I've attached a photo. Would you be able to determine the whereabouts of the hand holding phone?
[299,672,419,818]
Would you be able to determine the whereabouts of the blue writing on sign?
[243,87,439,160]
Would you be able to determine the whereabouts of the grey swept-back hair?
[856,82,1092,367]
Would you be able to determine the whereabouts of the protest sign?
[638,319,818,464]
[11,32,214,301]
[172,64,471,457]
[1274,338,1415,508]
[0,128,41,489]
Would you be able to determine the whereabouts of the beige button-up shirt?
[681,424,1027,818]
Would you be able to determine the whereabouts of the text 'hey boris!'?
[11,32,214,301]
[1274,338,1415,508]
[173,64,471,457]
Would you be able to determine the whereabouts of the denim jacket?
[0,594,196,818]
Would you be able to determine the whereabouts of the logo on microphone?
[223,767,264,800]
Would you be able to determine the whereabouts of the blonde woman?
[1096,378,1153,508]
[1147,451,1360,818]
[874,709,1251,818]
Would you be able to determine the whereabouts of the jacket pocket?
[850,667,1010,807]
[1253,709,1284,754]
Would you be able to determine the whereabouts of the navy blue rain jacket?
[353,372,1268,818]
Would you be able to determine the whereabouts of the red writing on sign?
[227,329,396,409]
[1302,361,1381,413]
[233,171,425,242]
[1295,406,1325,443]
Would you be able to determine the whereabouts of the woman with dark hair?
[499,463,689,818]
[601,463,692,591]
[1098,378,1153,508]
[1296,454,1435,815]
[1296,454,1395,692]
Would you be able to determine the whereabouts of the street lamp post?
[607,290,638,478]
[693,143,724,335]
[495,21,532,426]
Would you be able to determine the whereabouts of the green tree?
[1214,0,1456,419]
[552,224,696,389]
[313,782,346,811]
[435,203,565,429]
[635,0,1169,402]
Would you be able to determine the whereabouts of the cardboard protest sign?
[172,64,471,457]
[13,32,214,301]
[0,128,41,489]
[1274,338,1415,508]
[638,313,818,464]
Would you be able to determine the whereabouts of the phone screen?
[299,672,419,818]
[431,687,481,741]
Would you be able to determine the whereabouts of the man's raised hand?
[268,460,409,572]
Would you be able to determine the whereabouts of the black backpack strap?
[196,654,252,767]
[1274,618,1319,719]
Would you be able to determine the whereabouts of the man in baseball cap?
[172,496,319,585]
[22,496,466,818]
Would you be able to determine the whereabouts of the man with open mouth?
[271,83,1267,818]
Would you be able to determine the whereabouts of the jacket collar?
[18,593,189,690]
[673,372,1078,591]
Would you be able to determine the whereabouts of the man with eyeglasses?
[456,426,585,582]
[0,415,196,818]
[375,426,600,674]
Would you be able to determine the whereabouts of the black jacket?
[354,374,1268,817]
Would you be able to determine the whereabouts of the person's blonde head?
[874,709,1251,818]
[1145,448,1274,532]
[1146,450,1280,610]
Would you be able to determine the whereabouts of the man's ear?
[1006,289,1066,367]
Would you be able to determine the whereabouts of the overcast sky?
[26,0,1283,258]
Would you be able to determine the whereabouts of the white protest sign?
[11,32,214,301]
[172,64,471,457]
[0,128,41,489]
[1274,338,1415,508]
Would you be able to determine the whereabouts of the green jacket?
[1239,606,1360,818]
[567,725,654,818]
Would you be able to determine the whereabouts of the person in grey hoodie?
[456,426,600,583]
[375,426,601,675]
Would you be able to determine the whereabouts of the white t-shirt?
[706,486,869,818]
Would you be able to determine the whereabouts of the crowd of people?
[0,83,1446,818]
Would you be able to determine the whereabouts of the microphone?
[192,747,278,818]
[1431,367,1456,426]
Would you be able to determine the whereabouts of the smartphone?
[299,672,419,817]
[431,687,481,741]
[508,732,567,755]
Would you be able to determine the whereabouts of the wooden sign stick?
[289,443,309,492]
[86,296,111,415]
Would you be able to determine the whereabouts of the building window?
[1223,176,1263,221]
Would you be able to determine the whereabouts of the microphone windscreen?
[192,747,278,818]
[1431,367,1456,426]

▸ **INSTRUCTIONS FOR THE TASK**:
Revise all of the items above so that each occurrence of "whereabouts" becomes "location", and leave every other part of the lines unchanged.

▸ **THE ANSWER**:
I've attached a photo. Would you be able to determine the location of the hand holding phone?
[299,672,419,818]
Would you be able to determine the location of the blue writing on sign?
[243,87,439,160]
Would you be able to determine the location of the grey swept-back hair?
[856,82,1092,367]
Would you be able to determine the location of the protest sign?
[638,319,818,464]
[11,32,214,301]
[172,64,471,457]
[1274,338,1415,508]
[0,128,41,489]
Would you be able to determine the location of the beige button-up shirt?
[681,424,1027,818]
Would you be able to determine the location of the text 'hey boris!'?
[11,32,214,301]
[1274,338,1415,508]
[173,64,471,457]
Would you be able to determine the location of the denim jacket?
[0,594,196,818]
Would you be able to determine the location of the logo on microphone?
[223,767,264,800]
Would you be able to determine the location of the blonde woman?
[1096,378,1153,508]
[1147,451,1360,818]
[874,709,1251,818]
Would you be able to determine the location of the jacket pocket?
[850,667,1010,807]
[1253,709,1284,754]
Would you be able to determine the location of the navy blue rain jacket?
[353,372,1268,818]
Would you be able to determine the location of the red writing on sign?
[227,329,396,409]
[1302,361,1381,413]
[233,171,425,242]
[1295,406,1325,443]
Would you be able to determine the location of the woman with dark hair?
[499,463,689,818]
[601,463,692,591]
[1098,378,1153,508]
[1296,454,1435,815]
[1296,454,1395,692]
Would you be able to determine the location of the street lamp post?
[607,290,638,478]
[693,143,724,335]
[495,21,532,426]
Would you be able to determine the location of the green tree?
[1214,0,1456,419]
[552,224,696,389]
[313,782,346,811]
[435,203,565,429]
[635,0,1169,402]
Would you be able to determine the location of the cardboard protest sign?
[172,64,471,457]
[13,32,214,301]
[0,128,41,489]
[1274,338,1415,508]
[638,313,818,464]
Would you be able to determine the location of the phone screen?
[299,672,419,818]
[431,687,481,741]
Would you be able to determine the location of the man's raised hand?
[268,460,409,572]
Would you be able to determine the location of the black backpack strap?
[196,654,252,767]
[1274,618,1319,719]
Would you be able to determine the location of the man in baseball cap?
[172,496,319,585]
[22,496,466,818]
Would you be able to determine the location of the man with open mouth?
[271,83,1267,818]
Would you be able to determine the location of the jacket collar?
[18,593,189,690]
[673,372,1078,591]
Would you be able to determine the location of the man with eyeglasses?
[456,426,585,582]
[0,415,196,818]
[375,426,600,674]
Would you be able to determine the location of the black jacket?
[354,374,1268,817]
Would you be able to determine the location of the person's blonde head?
[874,709,1251,818]
[1145,448,1274,532]
[1146,450,1280,610]
Would you be able to determine the location of the man's ear?
[1006,289,1066,367]
Would you be able to determine the location of the overcast sky?
[26,0,1283,258]
Would you be able to determine the location of the white protest sign?
[11,32,214,301]
[172,64,471,457]
[0,128,41,489]
[1274,338,1415,508]
Would you be able to determine the location of the green jacket?
[1239,606,1360,818]
[567,725,654,818]
Would you be able to determine the location of the person in grey hoodie?
[456,426,600,583]
[375,426,601,675]
Would you be able to determine the location of the white t-shirt?
[706,486,869,818]
Would you be able to determine the location of the crowd of people?
[0,83,1446,818]
Would you be able to determine the location of the microphone?
[192,747,278,818]
[1431,367,1456,426]
Would you be able to determine the location of the smartphone?
[299,672,419,817]
[431,687,481,741]
[508,732,567,755]
Would you be able to determine the location of the wooden sign stick?
[289,443,309,492]
[86,296,111,415]
Would you be able to determine the location of the building window?
[1223,176,1263,221]
Would you be able to determine the location of the microphone windscreen?
[192,747,278,818]
[1431,367,1456,426]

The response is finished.